What you have to do
Please rewrite the part of the listing that begins with the line containing "In this picture, where can the backyard" and runs through the end of the listing, swapping "parking lot" for "car park" and leaving everything else unchanged. Return only those lines.

Record extracts
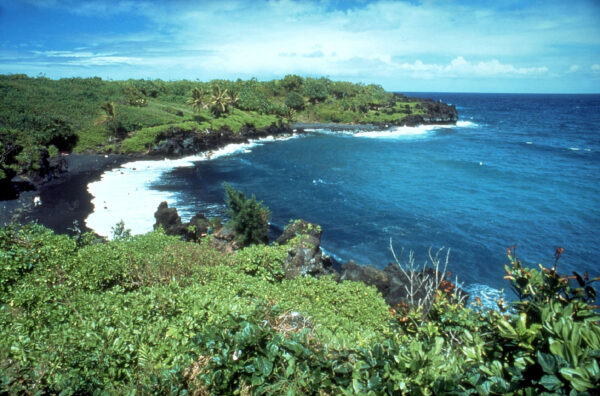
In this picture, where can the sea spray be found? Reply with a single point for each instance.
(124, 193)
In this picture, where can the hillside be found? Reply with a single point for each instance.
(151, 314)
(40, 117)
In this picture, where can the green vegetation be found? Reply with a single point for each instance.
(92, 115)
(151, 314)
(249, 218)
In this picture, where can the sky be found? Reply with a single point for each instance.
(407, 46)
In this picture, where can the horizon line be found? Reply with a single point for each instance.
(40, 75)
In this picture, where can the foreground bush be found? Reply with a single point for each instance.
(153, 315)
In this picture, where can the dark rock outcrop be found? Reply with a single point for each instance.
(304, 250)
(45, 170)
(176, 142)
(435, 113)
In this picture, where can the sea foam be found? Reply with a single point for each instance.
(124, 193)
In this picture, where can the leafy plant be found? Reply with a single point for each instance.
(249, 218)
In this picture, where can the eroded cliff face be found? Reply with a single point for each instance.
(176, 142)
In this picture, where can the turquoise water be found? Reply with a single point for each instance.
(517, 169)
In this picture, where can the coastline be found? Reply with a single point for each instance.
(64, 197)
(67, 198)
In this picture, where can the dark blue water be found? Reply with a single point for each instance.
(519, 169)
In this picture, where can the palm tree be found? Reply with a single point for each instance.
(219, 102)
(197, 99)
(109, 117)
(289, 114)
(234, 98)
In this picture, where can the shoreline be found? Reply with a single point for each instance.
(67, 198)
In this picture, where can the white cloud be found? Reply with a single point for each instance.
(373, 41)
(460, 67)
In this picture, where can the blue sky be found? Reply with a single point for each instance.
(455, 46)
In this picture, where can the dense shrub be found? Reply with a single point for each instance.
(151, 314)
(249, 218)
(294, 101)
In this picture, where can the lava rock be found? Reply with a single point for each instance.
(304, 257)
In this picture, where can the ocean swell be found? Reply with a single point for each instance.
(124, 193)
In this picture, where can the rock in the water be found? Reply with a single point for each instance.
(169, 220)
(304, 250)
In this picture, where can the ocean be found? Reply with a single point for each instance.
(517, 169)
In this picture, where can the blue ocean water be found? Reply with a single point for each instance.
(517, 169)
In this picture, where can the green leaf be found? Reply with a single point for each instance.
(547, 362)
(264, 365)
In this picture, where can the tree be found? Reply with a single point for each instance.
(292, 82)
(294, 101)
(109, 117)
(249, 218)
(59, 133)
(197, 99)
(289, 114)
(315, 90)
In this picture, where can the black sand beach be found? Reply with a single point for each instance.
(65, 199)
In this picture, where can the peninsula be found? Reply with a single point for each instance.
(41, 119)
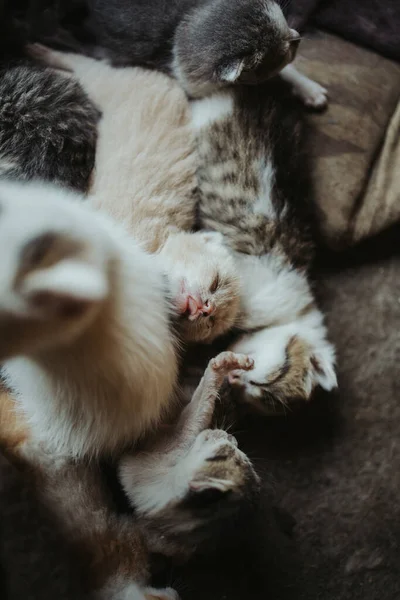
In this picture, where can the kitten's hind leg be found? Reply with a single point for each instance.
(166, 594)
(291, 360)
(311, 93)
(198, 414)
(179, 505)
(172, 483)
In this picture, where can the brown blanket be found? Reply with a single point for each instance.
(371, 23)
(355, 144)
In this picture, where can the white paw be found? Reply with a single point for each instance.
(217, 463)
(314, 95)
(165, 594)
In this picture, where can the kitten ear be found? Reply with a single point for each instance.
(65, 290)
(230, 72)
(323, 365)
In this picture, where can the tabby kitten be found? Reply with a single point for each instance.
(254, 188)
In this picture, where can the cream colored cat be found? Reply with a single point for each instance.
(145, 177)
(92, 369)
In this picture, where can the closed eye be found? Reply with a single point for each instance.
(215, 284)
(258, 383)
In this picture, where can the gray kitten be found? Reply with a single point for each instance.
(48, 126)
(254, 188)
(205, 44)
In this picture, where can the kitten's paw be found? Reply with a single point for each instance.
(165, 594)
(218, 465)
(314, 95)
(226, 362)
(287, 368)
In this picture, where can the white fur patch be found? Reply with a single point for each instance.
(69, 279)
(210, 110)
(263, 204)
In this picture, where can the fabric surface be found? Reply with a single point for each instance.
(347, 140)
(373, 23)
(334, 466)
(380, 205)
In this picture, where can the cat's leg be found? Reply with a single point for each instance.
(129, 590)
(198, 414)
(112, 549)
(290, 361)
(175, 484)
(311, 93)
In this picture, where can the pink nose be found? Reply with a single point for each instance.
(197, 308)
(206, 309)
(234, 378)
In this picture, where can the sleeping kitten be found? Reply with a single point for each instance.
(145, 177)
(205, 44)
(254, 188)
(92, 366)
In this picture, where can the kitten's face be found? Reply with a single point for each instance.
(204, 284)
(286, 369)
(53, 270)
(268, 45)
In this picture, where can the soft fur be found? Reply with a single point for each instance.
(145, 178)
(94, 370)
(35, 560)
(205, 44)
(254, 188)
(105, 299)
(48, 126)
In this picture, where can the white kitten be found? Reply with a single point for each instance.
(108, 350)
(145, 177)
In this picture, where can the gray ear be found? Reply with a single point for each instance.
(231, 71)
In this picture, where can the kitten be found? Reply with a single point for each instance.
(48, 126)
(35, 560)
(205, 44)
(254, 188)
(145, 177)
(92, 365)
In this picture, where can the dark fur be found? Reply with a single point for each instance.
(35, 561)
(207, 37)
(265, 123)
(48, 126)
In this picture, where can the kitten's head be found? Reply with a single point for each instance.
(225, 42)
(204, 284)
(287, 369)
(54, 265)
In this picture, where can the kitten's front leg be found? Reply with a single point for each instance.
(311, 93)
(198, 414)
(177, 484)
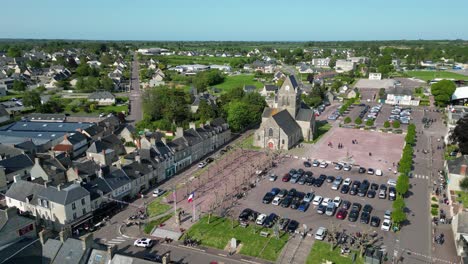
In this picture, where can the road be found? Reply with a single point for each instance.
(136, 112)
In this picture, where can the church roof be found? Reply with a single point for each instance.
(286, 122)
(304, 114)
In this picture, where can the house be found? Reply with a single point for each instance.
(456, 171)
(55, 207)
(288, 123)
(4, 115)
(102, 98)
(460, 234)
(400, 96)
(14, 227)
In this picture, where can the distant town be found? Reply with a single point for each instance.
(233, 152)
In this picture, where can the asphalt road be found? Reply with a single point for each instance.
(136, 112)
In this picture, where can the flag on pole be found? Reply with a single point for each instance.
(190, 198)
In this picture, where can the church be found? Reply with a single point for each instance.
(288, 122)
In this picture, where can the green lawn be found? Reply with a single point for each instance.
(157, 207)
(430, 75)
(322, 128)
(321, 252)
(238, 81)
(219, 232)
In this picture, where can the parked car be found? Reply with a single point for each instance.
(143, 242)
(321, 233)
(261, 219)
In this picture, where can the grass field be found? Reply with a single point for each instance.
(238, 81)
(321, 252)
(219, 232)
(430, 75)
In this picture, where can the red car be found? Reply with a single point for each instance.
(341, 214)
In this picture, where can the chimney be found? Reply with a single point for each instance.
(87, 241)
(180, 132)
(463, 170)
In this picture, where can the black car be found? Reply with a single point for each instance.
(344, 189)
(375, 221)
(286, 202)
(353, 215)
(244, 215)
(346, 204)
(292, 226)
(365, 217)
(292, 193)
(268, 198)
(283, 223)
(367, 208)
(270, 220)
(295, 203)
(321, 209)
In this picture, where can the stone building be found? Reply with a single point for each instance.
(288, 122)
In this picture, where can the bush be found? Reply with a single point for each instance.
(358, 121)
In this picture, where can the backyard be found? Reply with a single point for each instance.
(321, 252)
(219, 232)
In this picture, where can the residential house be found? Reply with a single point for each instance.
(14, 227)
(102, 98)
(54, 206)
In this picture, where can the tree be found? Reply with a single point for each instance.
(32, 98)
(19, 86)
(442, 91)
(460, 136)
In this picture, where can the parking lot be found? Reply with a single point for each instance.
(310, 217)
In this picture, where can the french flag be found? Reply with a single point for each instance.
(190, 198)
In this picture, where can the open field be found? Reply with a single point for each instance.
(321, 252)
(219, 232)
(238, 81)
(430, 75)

Task response
In this picture, where can the backyard be found? Reply with a single point for each instance.
(321, 252)
(219, 232)
In this picture, where can the residential house be found? Reply with a single point for each instance.
(14, 227)
(102, 98)
(54, 206)
In this picture, where can the tree be found? Reply with a single point for each instance.
(32, 98)
(19, 86)
(442, 91)
(460, 136)
In this picture, where can the car park be found? Reply with a single point for each instance.
(310, 217)
In this picture, where can the french flag be found? Reply with a single point for each instance.
(190, 198)
In this picture, where can the open field be found? Reply with a single point for each instance.
(321, 252)
(219, 232)
(238, 81)
(430, 75)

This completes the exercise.